Try it -
Restate the entries below verbatim.

[Records from a data collection]
##############################

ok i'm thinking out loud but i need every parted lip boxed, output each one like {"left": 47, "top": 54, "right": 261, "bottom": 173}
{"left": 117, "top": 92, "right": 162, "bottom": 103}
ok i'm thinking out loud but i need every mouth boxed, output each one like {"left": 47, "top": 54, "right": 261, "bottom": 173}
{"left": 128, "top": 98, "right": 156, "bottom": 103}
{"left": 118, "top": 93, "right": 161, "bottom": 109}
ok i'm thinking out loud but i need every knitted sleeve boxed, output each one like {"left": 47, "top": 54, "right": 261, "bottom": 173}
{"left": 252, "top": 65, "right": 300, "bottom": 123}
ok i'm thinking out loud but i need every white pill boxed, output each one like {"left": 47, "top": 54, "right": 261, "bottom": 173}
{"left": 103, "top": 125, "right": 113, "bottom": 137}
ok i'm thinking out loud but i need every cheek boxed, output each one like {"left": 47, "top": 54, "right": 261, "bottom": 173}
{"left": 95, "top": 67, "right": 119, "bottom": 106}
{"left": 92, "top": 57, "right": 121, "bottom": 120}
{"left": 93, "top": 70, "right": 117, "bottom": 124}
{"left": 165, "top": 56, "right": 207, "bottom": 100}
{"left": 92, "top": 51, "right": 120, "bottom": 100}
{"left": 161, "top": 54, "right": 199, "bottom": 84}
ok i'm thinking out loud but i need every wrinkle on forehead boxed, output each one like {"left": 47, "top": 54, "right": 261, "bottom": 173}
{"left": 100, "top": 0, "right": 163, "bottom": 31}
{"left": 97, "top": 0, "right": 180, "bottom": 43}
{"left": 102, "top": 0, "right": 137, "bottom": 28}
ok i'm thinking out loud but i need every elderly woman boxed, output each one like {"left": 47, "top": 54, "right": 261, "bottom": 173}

##############################

Solution to the exercise -
ok i'm thinking out loud but i need every parted lip boxed, output each one like {"left": 47, "top": 54, "right": 261, "bottom": 173}
{"left": 117, "top": 92, "right": 162, "bottom": 103}
ok i'm thinking out loud but i need every mouth boxed, output each one like {"left": 47, "top": 54, "right": 261, "bottom": 173}
{"left": 128, "top": 98, "right": 156, "bottom": 103}
{"left": 118, "top": 93, "right": 161, "bottom": 109}
ok i'm thinking out loud but i need every knitted sleeve boxed, output each one like {"left": 47, "top": 54, "right": 261, "bottom": 173}
{"left": 252, "top": 65, "right": 300, "bottom": 123}
ok i'm thinking out loud but i need every white pill boxed, output each one like {"left": 47, "top": 54, "right": 261, "bottom": 173}
{"left": 103, "top": 125, "right": 113, "bottom": 137}
ok i'm thinking out loud but i need every cheek boxed, output each one like {"left": 47, "top": 54, "right": 261, "bottom": 173}
{"left": 95, "top": 67, "right": 119, "bottom": 106}
{"left": 92, "top": 57, "right": 121, "bottom": 120}
{"left": 93, "top": 70, "right": 117, "bottom": 124}
{"left": 165, "top": 56, "right": 207, "bottom": 100}
{"left": 92, "top": 51, "right": 120, "bottom": 100}
{"left": 161, "top": 54, "right": 199, "bottom": 84}
ok i'm thinking out loud but i need every wrinkle on forehead boxed, output each one like {"left": 47, "top": 54, "right": 261, "bottom": 173}
{"left": 100, "top": 0, "right": 163, "bottom": 31}
{"left": 97, "top": 0, "right": 180, "bottom": 43}
{"left": 102, "top": 0, "right": 137, "bottom": 28}
ok i'm thinking out loud but i need every elderly woman boxed, output each one like {"left": 47, "top": 54, "right": 261, "bottom": 173}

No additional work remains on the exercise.